Change "wooden dock" to "wooden pier" in the listing from its first line through the line containing "[[[336,106],[336,104],[333,103],[320,103],[317,104],[317,106]]]". Return only those lines, otherwise unchanged.

════

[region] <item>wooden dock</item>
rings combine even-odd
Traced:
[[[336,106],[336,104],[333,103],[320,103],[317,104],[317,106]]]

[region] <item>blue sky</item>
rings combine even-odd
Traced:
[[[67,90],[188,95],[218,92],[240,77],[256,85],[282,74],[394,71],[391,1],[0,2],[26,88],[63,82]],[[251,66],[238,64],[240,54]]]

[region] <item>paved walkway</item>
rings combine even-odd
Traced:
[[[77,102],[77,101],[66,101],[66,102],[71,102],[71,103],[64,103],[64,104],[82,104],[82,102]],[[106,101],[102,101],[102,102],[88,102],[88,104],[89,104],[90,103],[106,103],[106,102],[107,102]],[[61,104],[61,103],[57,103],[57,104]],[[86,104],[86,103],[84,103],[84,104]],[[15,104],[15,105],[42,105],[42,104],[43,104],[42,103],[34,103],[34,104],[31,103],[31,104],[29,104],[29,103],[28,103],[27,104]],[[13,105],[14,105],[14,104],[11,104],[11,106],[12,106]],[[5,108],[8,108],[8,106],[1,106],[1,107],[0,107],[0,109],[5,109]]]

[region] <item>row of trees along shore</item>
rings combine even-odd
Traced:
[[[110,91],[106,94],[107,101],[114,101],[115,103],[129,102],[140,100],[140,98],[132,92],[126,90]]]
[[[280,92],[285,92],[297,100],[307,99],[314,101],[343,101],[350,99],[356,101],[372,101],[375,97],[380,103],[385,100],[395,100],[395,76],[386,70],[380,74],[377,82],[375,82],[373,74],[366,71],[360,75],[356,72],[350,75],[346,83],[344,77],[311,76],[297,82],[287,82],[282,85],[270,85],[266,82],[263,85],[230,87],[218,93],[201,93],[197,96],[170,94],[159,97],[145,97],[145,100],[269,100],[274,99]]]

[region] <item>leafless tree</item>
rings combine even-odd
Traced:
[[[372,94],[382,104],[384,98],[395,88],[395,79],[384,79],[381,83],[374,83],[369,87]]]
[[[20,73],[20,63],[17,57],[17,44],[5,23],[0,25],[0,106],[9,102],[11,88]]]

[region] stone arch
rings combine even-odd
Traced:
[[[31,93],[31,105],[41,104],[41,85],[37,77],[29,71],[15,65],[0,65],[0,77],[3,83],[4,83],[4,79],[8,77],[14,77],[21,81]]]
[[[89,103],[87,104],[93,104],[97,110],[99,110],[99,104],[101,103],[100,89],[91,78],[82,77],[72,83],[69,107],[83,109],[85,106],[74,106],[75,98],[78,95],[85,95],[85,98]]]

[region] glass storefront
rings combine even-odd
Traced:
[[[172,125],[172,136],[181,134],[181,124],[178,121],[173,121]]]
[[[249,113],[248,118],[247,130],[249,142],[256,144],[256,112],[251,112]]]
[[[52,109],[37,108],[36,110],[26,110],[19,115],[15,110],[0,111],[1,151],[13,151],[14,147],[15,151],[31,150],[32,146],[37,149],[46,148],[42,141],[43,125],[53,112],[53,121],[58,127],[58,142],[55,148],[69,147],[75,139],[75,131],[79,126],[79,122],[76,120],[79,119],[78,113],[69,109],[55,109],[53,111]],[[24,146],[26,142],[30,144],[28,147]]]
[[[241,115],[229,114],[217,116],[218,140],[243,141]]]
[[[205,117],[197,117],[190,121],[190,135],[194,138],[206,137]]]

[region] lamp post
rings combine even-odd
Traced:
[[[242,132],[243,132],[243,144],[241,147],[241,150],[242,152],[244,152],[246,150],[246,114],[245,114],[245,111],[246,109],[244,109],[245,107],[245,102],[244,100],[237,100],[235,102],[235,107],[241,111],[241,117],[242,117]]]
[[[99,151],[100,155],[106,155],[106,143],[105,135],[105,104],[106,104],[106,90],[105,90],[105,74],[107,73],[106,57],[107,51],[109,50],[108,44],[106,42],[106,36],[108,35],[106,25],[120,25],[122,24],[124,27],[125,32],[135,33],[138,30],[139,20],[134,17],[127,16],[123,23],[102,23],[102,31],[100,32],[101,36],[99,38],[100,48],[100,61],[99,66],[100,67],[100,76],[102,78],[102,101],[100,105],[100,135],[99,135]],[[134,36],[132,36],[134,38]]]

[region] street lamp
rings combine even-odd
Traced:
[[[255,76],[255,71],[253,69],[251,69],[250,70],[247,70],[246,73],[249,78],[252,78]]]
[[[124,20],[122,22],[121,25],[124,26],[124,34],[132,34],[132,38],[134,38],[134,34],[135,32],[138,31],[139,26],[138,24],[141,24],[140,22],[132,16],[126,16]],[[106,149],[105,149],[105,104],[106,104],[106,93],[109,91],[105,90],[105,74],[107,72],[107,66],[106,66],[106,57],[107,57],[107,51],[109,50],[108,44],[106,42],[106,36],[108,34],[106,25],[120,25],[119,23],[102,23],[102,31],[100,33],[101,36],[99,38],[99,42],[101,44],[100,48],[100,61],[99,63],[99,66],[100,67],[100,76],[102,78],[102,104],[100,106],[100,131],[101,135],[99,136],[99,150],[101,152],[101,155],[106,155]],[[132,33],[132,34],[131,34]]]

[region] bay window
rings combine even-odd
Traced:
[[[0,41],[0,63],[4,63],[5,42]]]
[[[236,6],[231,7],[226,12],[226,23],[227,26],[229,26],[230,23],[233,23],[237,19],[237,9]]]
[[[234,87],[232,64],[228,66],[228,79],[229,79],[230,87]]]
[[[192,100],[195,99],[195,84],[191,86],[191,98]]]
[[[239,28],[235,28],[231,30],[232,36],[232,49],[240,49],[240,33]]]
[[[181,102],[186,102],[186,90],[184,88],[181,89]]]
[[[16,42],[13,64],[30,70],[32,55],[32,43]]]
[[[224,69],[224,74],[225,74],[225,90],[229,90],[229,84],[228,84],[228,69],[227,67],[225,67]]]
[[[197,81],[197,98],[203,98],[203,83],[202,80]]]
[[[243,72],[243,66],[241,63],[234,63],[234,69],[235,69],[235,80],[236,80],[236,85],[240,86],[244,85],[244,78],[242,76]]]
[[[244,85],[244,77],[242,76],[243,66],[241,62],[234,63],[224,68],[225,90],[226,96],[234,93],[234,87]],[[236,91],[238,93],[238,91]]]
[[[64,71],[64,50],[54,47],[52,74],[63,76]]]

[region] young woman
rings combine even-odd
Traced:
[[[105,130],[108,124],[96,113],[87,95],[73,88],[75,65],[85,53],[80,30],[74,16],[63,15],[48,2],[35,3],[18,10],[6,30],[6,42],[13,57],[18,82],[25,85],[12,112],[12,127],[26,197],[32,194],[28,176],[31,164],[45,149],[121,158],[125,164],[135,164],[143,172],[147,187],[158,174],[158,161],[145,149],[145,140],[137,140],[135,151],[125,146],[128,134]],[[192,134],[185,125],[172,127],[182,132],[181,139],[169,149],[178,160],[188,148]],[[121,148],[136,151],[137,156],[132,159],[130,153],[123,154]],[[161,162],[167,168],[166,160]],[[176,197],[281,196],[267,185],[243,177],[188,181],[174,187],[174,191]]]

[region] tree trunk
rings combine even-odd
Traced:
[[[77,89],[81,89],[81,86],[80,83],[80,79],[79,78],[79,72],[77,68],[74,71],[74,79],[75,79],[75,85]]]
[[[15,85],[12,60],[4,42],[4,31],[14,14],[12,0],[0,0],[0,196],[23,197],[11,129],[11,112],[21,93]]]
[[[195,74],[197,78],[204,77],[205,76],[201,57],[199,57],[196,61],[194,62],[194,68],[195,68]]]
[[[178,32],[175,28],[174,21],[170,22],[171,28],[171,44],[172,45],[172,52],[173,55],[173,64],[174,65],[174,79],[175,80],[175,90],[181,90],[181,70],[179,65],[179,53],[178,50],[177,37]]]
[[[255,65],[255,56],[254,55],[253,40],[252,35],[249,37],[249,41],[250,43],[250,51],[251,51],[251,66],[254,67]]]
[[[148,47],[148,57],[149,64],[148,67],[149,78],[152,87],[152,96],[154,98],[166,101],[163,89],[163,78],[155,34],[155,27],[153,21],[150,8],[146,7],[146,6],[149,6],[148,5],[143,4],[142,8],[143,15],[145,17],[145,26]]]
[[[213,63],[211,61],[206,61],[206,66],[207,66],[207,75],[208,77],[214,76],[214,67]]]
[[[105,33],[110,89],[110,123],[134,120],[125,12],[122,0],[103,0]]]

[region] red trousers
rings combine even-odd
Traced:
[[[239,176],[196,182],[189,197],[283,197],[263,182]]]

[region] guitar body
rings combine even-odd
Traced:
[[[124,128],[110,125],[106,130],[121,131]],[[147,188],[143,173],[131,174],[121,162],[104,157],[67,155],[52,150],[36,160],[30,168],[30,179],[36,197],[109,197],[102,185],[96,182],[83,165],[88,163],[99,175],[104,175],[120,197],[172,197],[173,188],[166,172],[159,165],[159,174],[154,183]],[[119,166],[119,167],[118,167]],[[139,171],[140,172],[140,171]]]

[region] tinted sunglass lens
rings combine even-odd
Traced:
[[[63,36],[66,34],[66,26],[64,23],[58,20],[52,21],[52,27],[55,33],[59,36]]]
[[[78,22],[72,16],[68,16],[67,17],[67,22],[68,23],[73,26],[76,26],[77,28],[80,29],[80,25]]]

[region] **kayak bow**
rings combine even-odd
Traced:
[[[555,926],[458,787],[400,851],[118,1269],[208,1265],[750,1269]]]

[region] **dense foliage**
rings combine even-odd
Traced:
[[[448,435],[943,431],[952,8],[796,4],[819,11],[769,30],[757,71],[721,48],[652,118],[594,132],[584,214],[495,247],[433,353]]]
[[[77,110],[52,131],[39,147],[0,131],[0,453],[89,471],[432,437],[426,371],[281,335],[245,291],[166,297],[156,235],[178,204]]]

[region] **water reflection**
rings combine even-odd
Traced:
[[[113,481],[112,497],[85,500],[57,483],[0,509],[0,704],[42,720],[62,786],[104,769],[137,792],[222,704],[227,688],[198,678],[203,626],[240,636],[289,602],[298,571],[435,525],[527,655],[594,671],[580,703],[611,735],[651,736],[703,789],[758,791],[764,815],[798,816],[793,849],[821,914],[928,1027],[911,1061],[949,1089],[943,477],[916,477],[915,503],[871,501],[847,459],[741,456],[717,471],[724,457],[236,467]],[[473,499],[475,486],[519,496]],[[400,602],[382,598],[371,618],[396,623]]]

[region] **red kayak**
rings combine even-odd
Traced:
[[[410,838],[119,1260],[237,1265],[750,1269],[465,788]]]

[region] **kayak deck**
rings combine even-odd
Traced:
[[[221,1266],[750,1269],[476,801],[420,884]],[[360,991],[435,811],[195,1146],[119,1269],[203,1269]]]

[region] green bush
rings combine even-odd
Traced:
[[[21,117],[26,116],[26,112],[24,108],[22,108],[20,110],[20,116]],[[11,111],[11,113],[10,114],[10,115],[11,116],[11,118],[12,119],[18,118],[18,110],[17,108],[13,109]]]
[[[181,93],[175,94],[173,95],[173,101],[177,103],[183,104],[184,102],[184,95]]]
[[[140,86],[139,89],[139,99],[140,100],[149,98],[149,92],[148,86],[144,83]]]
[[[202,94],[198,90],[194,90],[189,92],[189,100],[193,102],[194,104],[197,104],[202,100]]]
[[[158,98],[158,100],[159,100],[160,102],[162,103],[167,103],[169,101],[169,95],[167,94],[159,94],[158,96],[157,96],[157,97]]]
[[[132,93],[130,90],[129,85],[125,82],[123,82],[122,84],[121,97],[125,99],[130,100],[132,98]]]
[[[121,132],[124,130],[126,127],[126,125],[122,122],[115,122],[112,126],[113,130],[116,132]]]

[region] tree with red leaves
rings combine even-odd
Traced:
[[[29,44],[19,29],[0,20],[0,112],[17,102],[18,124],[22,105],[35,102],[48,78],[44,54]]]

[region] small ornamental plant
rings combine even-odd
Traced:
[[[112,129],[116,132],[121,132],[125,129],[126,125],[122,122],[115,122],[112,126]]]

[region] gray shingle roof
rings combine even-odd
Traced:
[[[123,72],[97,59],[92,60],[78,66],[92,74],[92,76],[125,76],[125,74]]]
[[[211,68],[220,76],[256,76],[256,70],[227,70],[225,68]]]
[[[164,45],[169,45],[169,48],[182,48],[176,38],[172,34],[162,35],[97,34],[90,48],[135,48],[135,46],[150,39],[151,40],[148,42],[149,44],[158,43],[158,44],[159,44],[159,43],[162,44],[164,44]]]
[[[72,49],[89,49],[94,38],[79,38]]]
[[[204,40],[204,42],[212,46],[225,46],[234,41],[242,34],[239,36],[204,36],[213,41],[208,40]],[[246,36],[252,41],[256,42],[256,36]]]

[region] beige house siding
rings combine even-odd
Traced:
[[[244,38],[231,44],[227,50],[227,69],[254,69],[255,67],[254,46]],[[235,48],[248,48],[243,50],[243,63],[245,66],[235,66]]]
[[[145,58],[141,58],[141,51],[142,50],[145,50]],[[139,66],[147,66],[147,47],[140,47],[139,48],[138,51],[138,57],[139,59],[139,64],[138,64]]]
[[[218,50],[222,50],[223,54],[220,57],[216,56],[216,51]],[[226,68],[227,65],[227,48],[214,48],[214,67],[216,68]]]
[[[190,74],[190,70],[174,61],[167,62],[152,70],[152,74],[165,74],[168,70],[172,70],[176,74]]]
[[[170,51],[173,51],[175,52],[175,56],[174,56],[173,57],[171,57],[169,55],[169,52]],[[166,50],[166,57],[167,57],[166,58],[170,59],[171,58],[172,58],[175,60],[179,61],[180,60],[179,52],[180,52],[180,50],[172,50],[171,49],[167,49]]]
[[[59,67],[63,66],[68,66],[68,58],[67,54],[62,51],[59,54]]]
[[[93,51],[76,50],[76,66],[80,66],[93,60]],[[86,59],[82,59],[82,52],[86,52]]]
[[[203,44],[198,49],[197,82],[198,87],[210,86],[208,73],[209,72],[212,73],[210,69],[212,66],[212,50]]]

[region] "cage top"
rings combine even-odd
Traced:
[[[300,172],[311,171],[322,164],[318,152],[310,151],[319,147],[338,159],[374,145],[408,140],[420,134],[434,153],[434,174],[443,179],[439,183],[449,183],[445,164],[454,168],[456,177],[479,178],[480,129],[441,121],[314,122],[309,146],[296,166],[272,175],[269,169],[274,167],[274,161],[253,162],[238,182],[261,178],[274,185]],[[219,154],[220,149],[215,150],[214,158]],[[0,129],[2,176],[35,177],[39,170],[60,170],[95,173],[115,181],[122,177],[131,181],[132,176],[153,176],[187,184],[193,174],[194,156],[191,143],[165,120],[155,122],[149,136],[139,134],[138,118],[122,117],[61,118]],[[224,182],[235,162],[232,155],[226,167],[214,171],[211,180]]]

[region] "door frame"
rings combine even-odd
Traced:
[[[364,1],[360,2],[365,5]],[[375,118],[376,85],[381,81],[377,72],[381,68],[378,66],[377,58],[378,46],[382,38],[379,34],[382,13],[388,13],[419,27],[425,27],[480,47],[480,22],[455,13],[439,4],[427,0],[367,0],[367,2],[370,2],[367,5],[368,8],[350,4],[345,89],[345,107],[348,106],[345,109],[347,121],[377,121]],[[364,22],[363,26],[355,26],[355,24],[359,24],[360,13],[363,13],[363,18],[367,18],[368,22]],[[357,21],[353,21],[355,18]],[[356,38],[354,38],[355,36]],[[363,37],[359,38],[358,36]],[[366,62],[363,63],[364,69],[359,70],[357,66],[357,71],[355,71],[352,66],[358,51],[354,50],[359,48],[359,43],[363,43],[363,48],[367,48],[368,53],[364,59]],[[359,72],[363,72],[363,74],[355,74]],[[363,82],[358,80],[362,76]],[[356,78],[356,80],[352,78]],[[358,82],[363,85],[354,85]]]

════

#### ANSWER
[region] <item>wooden pier</item>
rings combine even-odd
Traced:
[[[336,106],[336,104],[333,103],[320,103],[317,104],[317,106]]]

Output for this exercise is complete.